Excerpts from a dataset
※
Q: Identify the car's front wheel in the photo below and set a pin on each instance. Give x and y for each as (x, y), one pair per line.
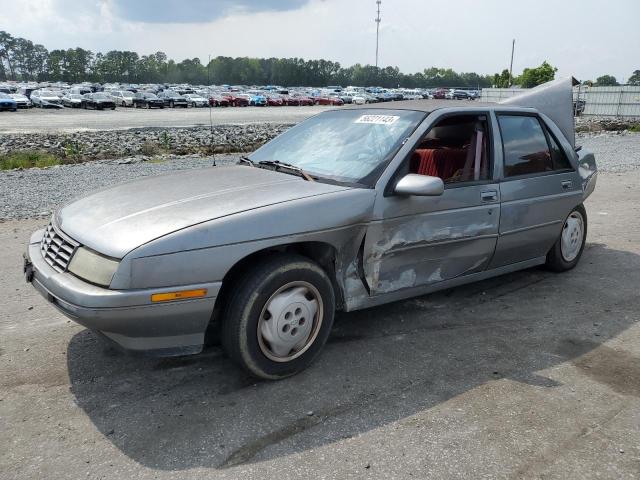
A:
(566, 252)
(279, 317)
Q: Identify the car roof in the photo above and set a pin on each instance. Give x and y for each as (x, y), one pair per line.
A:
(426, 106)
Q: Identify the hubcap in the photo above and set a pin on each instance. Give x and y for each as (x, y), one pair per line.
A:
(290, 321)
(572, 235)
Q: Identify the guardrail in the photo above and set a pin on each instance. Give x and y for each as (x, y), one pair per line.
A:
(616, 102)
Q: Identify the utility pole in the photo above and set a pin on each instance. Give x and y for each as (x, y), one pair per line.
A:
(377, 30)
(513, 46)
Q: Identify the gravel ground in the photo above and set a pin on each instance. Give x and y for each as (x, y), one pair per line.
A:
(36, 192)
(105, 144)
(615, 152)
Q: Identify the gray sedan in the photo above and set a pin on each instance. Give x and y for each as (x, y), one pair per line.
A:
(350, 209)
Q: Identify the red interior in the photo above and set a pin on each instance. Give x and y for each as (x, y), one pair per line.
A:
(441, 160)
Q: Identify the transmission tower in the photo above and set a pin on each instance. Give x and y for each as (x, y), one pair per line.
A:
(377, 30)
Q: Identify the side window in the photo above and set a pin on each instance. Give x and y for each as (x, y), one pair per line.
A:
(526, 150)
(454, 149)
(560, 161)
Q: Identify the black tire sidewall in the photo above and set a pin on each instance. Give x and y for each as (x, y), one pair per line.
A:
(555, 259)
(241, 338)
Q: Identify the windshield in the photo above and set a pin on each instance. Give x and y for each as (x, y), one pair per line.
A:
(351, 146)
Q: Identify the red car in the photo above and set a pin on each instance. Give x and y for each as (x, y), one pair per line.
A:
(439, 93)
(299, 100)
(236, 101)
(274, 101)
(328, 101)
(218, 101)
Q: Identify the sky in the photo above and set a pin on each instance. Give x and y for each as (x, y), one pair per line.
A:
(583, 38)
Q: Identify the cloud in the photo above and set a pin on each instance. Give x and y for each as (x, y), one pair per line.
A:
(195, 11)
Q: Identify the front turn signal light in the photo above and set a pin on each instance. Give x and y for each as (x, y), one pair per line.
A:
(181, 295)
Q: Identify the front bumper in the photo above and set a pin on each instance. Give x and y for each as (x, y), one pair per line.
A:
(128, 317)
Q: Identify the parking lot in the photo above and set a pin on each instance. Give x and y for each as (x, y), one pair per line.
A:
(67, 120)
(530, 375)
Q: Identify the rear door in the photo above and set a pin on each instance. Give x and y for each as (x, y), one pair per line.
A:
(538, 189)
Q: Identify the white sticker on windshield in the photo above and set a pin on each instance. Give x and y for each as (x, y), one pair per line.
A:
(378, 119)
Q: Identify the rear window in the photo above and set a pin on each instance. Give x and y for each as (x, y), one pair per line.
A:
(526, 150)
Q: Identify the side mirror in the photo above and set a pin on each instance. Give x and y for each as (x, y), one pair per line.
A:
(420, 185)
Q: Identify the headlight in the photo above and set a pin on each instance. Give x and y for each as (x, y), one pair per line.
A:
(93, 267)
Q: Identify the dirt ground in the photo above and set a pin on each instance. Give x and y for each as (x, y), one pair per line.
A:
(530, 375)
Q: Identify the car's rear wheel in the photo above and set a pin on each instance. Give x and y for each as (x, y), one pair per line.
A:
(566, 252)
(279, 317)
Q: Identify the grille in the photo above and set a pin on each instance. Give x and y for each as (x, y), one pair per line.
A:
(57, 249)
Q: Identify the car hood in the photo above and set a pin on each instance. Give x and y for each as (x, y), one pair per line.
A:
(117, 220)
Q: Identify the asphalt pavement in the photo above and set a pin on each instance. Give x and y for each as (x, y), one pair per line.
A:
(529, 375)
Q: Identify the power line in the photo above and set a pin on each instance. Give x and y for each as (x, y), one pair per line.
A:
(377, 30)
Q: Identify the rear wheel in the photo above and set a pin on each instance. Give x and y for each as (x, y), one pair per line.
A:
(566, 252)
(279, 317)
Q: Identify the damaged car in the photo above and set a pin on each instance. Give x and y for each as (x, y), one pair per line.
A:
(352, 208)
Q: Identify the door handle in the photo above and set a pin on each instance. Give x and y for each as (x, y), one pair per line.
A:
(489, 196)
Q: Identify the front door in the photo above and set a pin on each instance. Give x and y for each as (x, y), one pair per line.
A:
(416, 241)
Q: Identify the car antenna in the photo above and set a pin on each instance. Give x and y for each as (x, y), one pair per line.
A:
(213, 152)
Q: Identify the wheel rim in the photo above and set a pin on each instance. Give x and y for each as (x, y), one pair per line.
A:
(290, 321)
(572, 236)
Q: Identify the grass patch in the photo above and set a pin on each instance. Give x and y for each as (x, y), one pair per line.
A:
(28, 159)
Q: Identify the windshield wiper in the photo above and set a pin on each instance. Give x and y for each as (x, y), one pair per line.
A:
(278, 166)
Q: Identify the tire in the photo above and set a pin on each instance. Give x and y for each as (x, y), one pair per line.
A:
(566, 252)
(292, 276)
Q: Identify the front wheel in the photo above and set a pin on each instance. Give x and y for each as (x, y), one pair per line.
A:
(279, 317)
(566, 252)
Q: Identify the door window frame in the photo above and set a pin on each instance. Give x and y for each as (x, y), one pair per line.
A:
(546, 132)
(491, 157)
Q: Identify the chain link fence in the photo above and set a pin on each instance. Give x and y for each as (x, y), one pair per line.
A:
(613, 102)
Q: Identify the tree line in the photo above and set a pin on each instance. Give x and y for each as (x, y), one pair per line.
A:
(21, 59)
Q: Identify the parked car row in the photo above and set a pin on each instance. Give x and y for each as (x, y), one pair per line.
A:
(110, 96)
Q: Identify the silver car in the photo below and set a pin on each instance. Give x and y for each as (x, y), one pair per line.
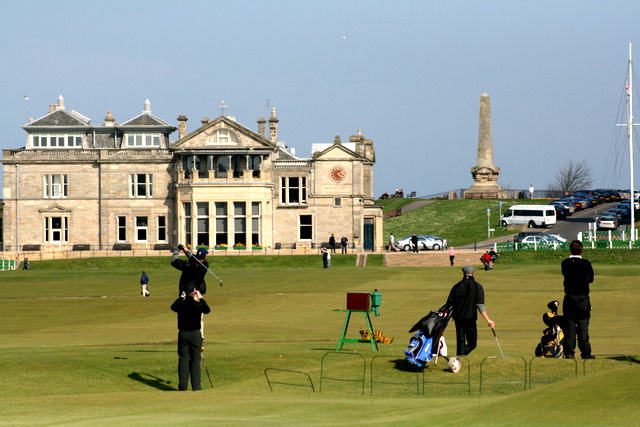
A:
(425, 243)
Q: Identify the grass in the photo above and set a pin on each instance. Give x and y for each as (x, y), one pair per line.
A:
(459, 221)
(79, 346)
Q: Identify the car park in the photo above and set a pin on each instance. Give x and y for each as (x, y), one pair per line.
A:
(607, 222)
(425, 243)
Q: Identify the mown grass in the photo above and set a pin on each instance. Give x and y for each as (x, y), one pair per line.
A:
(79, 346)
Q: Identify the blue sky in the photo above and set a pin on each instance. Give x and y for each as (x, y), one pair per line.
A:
※
Extract every line of the data exactly; pictures stay out.

▸ Solved exercise
Q: Identify the car's front wheel in the photo below and set a pin on each instance. Give x and y for each as (x, y), one pair per line.
A:
(566, 252)
(279, 317)
Q: Identify the car roof in the photo above and set a pin on each instance. Give x and y for each as (x, y), one pair per line.
A:
(426, 106)
Q: Identify the hubcap in the photo above and set a pin on each instance. Give x and y for each as (x, y), one pair per line.
A:
(290, 321)
(572, 235)
Q: Identify the guardrail in the photo above and set a pin on each instance. Give x and y for each as (x, y), one pair per line.
A:
(616, 102)
Q: Identify the utility pole in the photo above and set a pin on each instance. Give x and y for each as (x, y), one pair per line.
A:
(377, 30)
(513, 46)
Q: Identify the gravel ground in the photo above and set a pin on each instance. Give x and y for each as (x, y), one pair per line.
A:
(36, 192)
(105, 144)
(615, 152)
Q: Identify the gray sedan in the photo above and set a pin on each instance. Give x and y for each as (x, y), one pair per line.
A:
(350, 209)
Q: Identify the red interior in the photo above and set a pin on each instance. Give x and y for each as (x, y), one pair per line.
A:
(441, 160)
Q: Identify the transmission tower in the photo above and set a pin on each instance. Give x and y for each as (x, y), one pair per line.
A:
(377, 30)
Q: Identify the side window in the photo above and set a pin on each instance. Give x and y for each as (x, y), one pair per line.
A:
(526, 150)
(454, 149)
(560, 161)
Q: Identify the black tire sidewall in the photo above and set a pin on each instance. Give x and y for each as (x, y), one pair per line.
A:
(555, 259)
(241, 338)
Q: Identify the windshield in the photo above and set a pin on each instance. Give x and y for each as (x, y), one pair per line.
A:
(351, 146)
Q: Identify the red car in the photo above and set a pin on each instance. Give x and y for each as (x, y), one pair per line.
A:
(439, 93)
(299, 100)
(236, 101)
(274, 101)
(328, 101)
(218, 101)
Q: Identify the sky in the photo above and set a pin on each instance. Give x and y for each as (x, y), one pair per line.
A:
(583, 38)
Q: Identify the cloud in the photo above and set a pin on each instance. Give x and y for each as (x, y), one pair per line.
A:
(195, 11)
Q: Identify the front turn signal light in the photo above and set a pin on each instance. Give x and y for each as (x, y), one pair per line.
A:
(181, 295)
Q: Identify the front bumper in the photo above and set a pin on each instance. Give x and y for each as (x, y), one pair per line.
A:
(128, 317)
Q: Identify the parking lot in the photo above and set a pin on each instance. Give x and y for each as (x, y), one pair per line.
A:
(67, 120)
(530, 375)
Q: Identify the rear door in the photo above and set a pin on each instance. Give x and y for each as (x, y), one pair per line.
A:
(538, 189)
Q: Identify the white sticker on windshield in the photo above and set a pin on each instance. Give x and y for each as (x, y), one pair per line.
A:
(378, 119)
Q: Identify the rear window in the photo above and set a pin on each instance. Give x and y for each as (x, y), one pair per line.
A:
(526, 150)
Q: Identify the side mirror in the photo above and set a pin on each instance. Give x and y for each as (x, y), one pair per line.
A:
(420, 185)
Q: Identify the headlight in the photo above and set a pin on each instance. Give x and y for each as (x, y), one pair per line.
A:
(93, 267)
Q: Identify the dirt ground in the photo above and set a pin on each instance. Give x and y for each as (x, y), one pair per line.
A:
(530, 375)
Q: Identify the car's rear wheel in the photo above and set a pin on each instance. Give x and y for each as (x, y), one pair per line.
A:
(566, 252)
(279, 317)
Q: Identify the grille in the photo above and set a pin on each instance. Give x and y for each as (x, y), one pair per line.
A:
(57, 249)
Q: Identify the car hood in the photo above and set a pin on each instance. Give x and y for each as (x, y), one pair per line.
A:
(117, 220)
Q: Identify the asphalt pavement in the photo above and set a pin on each instance. Give x and y for each as (x, y), one pair per line.
A:
(529, 375)
Q: Identify the power line in the photo above and set a pin on each instance. Give x and y for each as (x, y), one pair per line.
A:
(377, 30)
Q: Identify the rear wheel in the photo above and set a pin on each instance. Give x and y for each as (x, y), one pair per line.
A:
(566, 252)
(279, 317)
Q: Identify the damaged car in the photo above and set a pin on each instance. Give x and y for each as (x, y), one pair per line.
A:
(352, 208)
Q: Identify the door handle in the photo above and set a pin on each instance. Give x and y for each as (x, y), one pair per line.
A:
(489, 196)
Q: Identify the front door in the photo above and set a pin on each instance. Give x and y for each as (x, y), one pair per line.
A:
(416, 241)
Q: Identify the car antenna in the photo above and set a pin on each instance. Give x and y for each as (x, y), one pair per line.
A:
(213, 152)
Q: Identify the wheel rim in the photo above and set a pin on each instance. Give x and y for each as (x, y), one pair per line.
A:
(290, 321)
(572, 236)
Q: Identify the grass patch in the photo above and set a pin on each instance. Give x and y for each as (x, y), one pair per line.
A:
(28, 159)
Q: Identify the windshield wiper in the photo above and set a pin on each instance. Give x and y for each as (x, y), one pair per line.
A:
(278, 166)
Q: Identify the tire in the photo above and set a pin on each instance. Give x and y for each as (x, y), one pair per line.
A:
(566, 252)
(292, 276)
Q: Identify the front wheel in the photo above and set a pin on each instance. Give x and y for each as (x, y), one pair per line.
A:
(279, 317)
(566, 252)
Q: Identify the door window frame in the photo above and set a pin on each instance. Give x and y for each as (x, y), one pair per line.
A:
(546, 132)
(491, 157)
Q: Identify the chain link fence in the photo above and set a pin on each instance. Give x and y for each as (x, y), one pair per line.
A:
(613, 102)
Q: Identify the tree line in the photo above and set a pin on each instance. Give x and y for each as (x, y), one pair per line.
A:
(21, 59)
Q: Identify the parked car row in the photo above and set a pin on each instance. Give x and y for each as (x, y), one pair per line.
A:
(110, 96)
Q: Identify the silver car in the photo below and set a pin on each instance. Give x and y for each as (x, y), one pair per line.
A:
(425, 243)
Q: Identify the grass in the photo above and set a pin on each instance. Give x and y for each as (x, y), one pair per line.
A:
(459, 221)
(79, 346)
Q: Identify the car park in the photo above and set a pin on each instance. Give x and y for each as (x, y), one pair per line.
A:
(607, 222)
(425, 243)
Q: Identify the mown grass in the photo above and set a pin on each instance. Give x and y for each as (x, y), one pair per line.
A:
(79, 346)
Q: Identify the blue sky in the photo above and set a pin on each instance. Give x and y for each as (x, y), one pair per line.
A:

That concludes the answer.